From: nh bowhunter Date: 12-Aug-09
Just to be clear, I'm not "hunting" with the light, only get to and from my stand.

From: smokey Date: 12-Aug-09
I would not worry about it too much. The sound and scent are something to consider. I use a standard flashlight when going to and from stand in the dark and just think about scent and attempt to be quiet.

From: cope30tyee Date: 12-Aug-09
I am also interested in this subject. I believe I heard on tv that deer don't see red very well, but I have no personal experience.

From: Knife2sharp Date: 12-Aug-09
Went back to white LED. White lights are relatively common at night and if a deer is close enough to spook from your light, then it has likely heard you already. I've encountered deer in fields under the moonlight without using a flashlight and I'll still see deer return to the field by sunup. They don't seem to get as spooked by humans at night.

From: Zbone Date: 12-Aug-09
Have messed around with light beams and animals through the years (both wild and domestic) and honestly think, it’s not the color of the lens or beam, but the intensity of the light beam.

A red laser will absolutely drive a Jack Russell Terrier crazy. 6-pack and Jack is some of the cheapest entertainment a man can find…8^) Yet, a low light beam like of that of a flashlight with dying batteries they don’t seem to be able to see, or a least take notice.

I know that is not scientific evidence, but is from a lot of personal experimentation.

From: Kodi Date: 13-Aug-09
I heard Blue is the way to go. No personal expierence my self just a freind of mine mentioned it to me. Check it out.

From: Redneck Date: 13-Aug-09
The Blue light if used will reflect off your trail marking flags (orange red) and appear black Very Hard to See for this out last year. Don't use blue if using marking flags.

# # #

- [TASK REQUIREMENTS]:
(a) In the forum thread, what kind of light did Knife2sharp go back to using?
(b) Copy the passage of the forum thread from "From: Redneck Date: 13-Aug-09" up to and including "using marking flags.", word for word.

# # #

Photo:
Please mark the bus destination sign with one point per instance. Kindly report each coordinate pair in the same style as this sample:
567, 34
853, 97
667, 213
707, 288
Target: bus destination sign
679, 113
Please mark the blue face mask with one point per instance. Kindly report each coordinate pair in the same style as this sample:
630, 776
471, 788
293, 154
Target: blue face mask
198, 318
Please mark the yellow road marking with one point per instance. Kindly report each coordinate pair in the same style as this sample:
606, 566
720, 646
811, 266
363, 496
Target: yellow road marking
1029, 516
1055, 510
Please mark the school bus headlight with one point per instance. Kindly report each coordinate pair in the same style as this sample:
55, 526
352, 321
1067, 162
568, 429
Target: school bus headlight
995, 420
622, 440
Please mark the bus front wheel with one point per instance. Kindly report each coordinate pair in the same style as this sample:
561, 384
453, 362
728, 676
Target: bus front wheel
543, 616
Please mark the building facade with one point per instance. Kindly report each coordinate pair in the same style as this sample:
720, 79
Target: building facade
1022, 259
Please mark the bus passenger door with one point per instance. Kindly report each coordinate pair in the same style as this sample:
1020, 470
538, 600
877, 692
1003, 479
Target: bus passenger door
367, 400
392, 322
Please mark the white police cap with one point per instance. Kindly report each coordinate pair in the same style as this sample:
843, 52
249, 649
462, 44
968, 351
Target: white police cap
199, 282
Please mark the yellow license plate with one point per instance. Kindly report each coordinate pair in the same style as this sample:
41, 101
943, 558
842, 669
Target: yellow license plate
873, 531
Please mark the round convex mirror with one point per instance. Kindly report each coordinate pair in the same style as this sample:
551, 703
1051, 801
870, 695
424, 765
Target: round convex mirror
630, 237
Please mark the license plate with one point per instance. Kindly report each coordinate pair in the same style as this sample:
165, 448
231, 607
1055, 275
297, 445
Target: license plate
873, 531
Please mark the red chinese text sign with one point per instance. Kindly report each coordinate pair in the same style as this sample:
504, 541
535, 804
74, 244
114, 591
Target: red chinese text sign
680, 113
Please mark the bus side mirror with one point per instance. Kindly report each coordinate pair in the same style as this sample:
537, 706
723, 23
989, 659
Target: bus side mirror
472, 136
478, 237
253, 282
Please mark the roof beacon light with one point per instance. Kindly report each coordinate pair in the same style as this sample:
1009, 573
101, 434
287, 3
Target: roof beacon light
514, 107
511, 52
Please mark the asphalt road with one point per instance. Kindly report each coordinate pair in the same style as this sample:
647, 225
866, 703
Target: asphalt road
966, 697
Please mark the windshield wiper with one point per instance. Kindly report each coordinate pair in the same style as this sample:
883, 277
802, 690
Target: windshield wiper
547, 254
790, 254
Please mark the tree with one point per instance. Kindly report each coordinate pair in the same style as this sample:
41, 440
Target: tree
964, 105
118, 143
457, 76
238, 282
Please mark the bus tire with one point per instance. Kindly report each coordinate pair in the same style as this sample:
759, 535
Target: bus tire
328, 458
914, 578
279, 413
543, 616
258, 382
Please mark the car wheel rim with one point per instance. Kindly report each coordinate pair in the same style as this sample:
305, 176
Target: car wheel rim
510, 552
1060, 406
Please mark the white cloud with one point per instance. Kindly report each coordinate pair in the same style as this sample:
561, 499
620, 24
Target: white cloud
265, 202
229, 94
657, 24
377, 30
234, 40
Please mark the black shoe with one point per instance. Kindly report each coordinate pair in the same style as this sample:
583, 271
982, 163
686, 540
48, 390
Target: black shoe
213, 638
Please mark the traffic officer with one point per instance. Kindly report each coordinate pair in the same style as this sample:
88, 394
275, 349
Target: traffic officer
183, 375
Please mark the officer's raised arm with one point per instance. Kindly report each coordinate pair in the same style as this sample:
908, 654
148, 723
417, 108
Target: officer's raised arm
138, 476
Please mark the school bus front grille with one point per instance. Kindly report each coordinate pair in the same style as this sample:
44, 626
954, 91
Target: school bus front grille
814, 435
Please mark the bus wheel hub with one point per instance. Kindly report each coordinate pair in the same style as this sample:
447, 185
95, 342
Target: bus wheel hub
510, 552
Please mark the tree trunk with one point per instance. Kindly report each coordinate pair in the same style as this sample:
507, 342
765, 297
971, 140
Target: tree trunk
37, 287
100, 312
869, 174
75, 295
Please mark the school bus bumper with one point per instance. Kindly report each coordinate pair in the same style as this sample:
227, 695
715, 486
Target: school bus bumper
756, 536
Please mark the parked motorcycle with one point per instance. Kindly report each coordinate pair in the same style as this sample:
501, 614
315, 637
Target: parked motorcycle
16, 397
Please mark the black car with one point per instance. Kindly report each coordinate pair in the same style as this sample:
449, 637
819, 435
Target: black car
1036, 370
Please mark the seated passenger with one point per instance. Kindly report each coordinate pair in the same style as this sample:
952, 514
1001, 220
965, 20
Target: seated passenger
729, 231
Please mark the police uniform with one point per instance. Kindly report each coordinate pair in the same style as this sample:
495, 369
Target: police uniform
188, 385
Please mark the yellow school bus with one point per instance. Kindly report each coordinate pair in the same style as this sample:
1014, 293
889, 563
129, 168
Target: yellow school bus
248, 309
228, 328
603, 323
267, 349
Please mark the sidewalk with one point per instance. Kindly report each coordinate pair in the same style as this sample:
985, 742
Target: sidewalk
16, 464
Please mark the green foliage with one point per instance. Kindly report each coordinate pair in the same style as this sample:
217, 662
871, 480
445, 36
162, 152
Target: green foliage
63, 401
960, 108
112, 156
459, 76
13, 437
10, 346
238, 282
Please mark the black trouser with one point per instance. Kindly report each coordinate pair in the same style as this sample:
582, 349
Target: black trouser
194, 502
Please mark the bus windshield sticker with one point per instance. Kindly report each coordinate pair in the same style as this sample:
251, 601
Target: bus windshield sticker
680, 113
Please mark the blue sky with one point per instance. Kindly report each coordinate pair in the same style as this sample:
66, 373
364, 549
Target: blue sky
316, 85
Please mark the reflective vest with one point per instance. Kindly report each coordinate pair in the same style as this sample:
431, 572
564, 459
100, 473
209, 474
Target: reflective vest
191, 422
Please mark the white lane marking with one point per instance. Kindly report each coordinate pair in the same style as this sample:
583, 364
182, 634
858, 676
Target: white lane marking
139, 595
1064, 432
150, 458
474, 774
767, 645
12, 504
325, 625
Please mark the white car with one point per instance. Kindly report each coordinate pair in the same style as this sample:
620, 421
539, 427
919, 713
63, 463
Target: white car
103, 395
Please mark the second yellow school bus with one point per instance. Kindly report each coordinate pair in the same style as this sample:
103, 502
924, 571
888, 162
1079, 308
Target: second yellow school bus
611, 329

# # #

- [RESULTS FOR THE EXERCISE]:
(a) White LED.

(b)
From: Redneck Date: 13-Aug-09
The Blue light if used will reflect off your trail marking flags (orange red) and appear black Very Hard to See for this out last year. Don't use blue if using marking flags.